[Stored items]
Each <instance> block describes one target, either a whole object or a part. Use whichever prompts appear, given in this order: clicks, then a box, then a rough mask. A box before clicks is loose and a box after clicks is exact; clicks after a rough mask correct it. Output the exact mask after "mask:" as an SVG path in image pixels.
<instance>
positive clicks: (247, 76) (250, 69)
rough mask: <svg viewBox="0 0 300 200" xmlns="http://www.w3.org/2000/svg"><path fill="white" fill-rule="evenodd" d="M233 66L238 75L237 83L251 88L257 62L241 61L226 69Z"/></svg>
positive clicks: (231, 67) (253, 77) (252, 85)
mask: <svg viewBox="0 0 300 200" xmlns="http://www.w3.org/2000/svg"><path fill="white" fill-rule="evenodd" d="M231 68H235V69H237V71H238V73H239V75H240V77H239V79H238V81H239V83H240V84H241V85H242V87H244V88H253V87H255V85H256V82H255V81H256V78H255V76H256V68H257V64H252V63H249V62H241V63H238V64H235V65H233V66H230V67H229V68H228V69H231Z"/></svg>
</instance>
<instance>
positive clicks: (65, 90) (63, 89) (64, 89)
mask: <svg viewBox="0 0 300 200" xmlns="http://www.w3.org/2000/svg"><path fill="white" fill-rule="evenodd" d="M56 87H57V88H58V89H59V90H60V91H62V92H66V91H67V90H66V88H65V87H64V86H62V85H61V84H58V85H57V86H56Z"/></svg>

(WHAT YOU NEED TO DO):
Type out the records above again, exactly the same.

(ANSWER FOR THE TASK):
Each <instance> block describes one target, either a whole object or a part. Use whichever prompts appear, given in this order: clicks, then a box, then a rough mask. A box before clicks is loose and a box after clicks is exact; clicks after a rough mask correct it. Output the exact mask after "mask:" as an SVG path in image pixels.
<instance>
positive clicks: (247, 76) (250, 69)
rough mask: <svg viewBox="0 0 300 200" xmlns="http://www.w3.org/2000/svg"><path fill="white" fill-rule="evenodd" d="M233 66L238 75L237 83L251 88L257 62L241 61L226 69Z"/></svg>
positive clicks: (231, 67) (253, 77) (252, 85)
mask: <svg viewBox="0 0 300 200" xmlns="http://www.w3.org/2000/svg"><path fill="white" fill-rule="evenodd" d="M231 68H235V69H237V71H238V73H239V75H240V77H239V79H238V81H239V83H240V84H241V85H242V87H244V88H253V87H255V85H256V82H255V81H256V78H255V76H256V68H257V64H252V63H249V62H241V63H238V64H235V65H233V66H230V67H229V68H228V69H231Z"/></svg>
</instance>
<instance>
positive clicks: (65, 90) (63, 89) (64, 89)
mask: <svg viewBox="0 0 300 200" xmlns="http://www.w3.org/2000/svg"><path fill="white" fill-rule="evenodd" d="M56 87H57V88H58V89H59V90H60V91H62V92H66V91H67V90H66V88H65V87H64V86H62V85H61V84H58V85H57V86H56Z"/></svg>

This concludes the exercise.